> **Stated exercise**
Transcribe every line of the records below verbatim, omitting the pictures.

> **Record set**
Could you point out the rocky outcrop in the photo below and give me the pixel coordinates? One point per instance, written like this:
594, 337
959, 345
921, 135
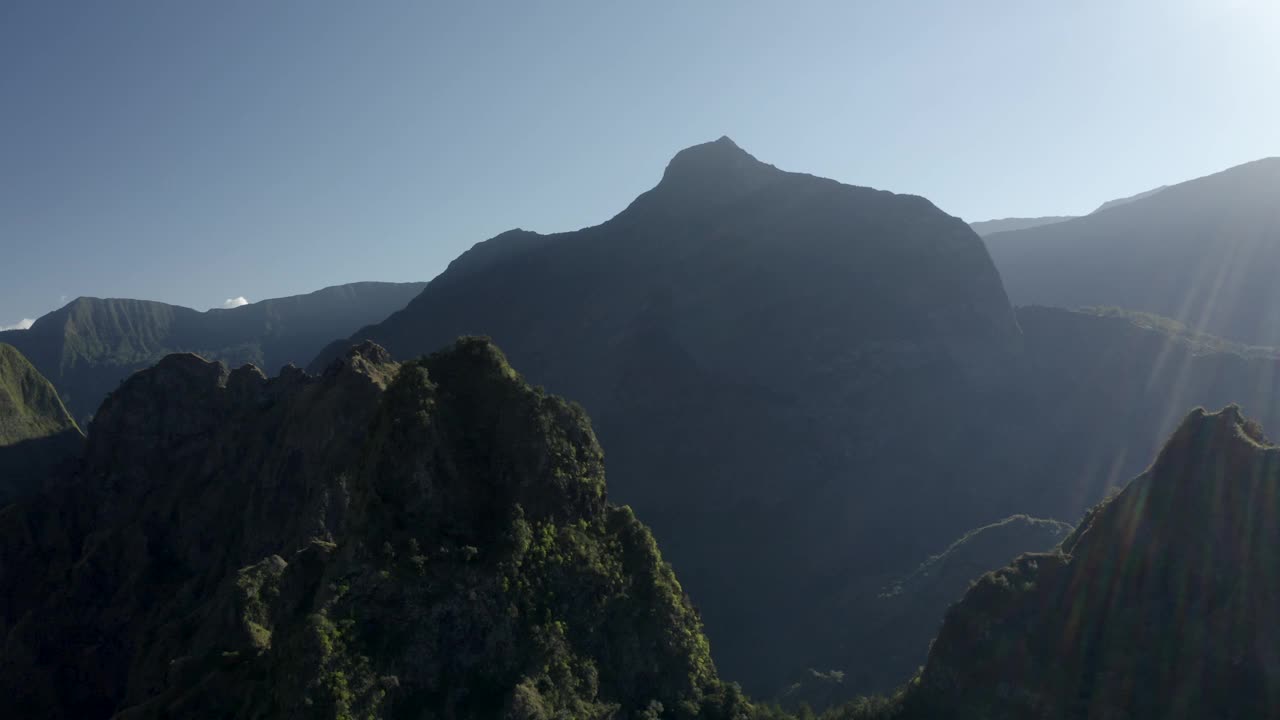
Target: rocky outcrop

> **Written answer**
Could you point out the rocky outcrop in the photo below and give me the pixel coordinates? One point per instance, written like this:
594, 337
959, 345
921, 135
Target: rocky outcrop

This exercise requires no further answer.